- _Zu erledigen_:
a – Kannst du den Abschnitt des Artikels über Harald Schmidt, der mit den Worten „Harald Schmidt weiß, wie“ beginnt und mit „des Late-Night-Talks galt.“ endet, wortgetreu wiedergeben?
b – Kannst du in den Datensätzen den Teil, der mit der Zeile beginnt, die „Objective — one dot per instance of the gravel“ enthält, und mit der Zeile endet, die „[[45, 189], [330, 253]]“ enthält, vollständig neu ausgeben und dabei jede Koordinate in den Antworten mit dem Faktor 0,25 skalieren, gerundet auf ganze Zahlen (halbe aufwärts)? Gib nur diese Zeilen aus, beide Grenzzeilen eingeschlossen.

- _Quelle_:

Auch unvorbereitet unterhaltsam: Harald Schmidt spottet im Kammertheater Karlsruhe

Fiese Sprüche über Gottschalk, Fachsimpelei über Herrenstrümpfe und Anekdoten aus der Studentenzeit: Harald Schmidt bescherte beim „unvorbereiteten Abend“ dem Publikum im Kammertheater Karlsruhe reichlich Vergnügen.

Harald Schmidt und Bernd Gnann (rechts) im Kammertheater Karlsruhe, 20.03.2023
Viel Spaß am eigenen spöttischen Geplauder hatten Harald Schmidt und Bernd Gnann (rechts) bei ihrem „unvorbereiteten Abend“ im ausverkauften Kammertheater Karlsruhe. Foto: Paul Needham

Harald Schmidt weiß, wie man zu Erfolg kommt: Er muss einem egal sein. Fernsehen habe ihn nie besonders interessiert, sagt der Mann, der von 1995 bis 2003 als König des Late-Night-Talks galt.

„Ich habe mir immer gesagt: Wenn’s euch nicht gefällt, dann geh’ ich halt wieder auf die Bühne. Dadurch hatte ich eine Lockerheit, die wohl gut ankam.“

Harald Schmidt und Bernd Gnann verbinden drei Dinge

Über seine Liebe zur Bühne spricht Harald Schmidt auf einer Bühne: Es ist Montagabend und der einstige Starmoderator, der sich vom Fernsehen weitgehend zurückgezogen hat, plaudert im Kammertheater Karlsruhe mit dessen Geschäftsführer Bernd Gnann. Den verbinden drei Dinge mit Schmidt: Beide sind Schwaben, beide sind von Haus aus Schauspieler, und beide haben ihr Metier an der Hochschule für Darstellende Kunst in Stuttgart gelernt.

- _Extrahierte Einträge_:
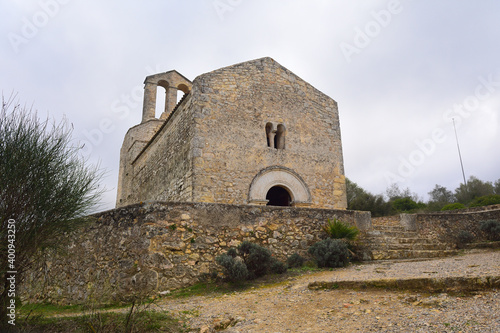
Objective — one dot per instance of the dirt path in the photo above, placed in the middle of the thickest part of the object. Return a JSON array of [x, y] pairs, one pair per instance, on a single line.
[[292, 307]]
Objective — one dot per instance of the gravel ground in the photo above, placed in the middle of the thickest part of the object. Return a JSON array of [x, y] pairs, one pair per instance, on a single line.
[[291, 307]]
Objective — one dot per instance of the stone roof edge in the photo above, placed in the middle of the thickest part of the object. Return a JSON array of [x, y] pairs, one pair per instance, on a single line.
[[215, 72]]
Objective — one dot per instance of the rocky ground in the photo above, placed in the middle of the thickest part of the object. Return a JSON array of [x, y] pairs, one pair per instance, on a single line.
[[292, 306]]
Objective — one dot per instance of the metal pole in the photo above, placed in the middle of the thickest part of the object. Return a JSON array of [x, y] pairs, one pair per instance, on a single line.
[[459, 155]]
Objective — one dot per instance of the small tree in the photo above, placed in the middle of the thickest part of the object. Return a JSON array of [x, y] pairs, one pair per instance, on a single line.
[[45, 189], [330, 253]]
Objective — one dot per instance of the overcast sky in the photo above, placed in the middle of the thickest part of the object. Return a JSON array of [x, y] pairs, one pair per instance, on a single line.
[[399, 70]]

- _Ergebnisse_:
a –
Harald Schmidt weiß, wie man zu Erfolg kommt: Er muss einem egal sein. Fernsehen habe ihn nie besonders interessiert, sagt der Mann, der von 1995 bis 2003 als König des Late-Night-Talks galt.

b –
Objective — one dot per instance of the gravel ground in the photo above, placed in the middle of the thickest part of the object. Return a JSON array of [x, y] pairs, one pair per instance, on a single line.
[[73, 77]]
Objective — one dot per instance of the stone roof edge in the photo above, placed in the middle of the thickest part of the object. Return a JSON array of [x, y] pairs, one pair per instance, on a single line.
[[54, 18]]
Objective — one dot per instance of the rocky ground in the photo above, placed in the middle of the thickest part of the object. Return a JSON array of [x, y] pairs, one pair per instance, on a single line.
[[73, 77]]
Objective — one dot per instance of the metal pole in the photo above, placed in the middle of the thickest part of the object. Return a JSON array of [x, y] pairs, one pair per instance, on a single line.
[[115, 39]]
Objective — one dot per instance of the small tree in the photo above, placed in the middle of the thickest part of the object. Return a JSON array of [x, y] pairs, one pair per instance, on a single line.
[[11, 47], [83, 63]]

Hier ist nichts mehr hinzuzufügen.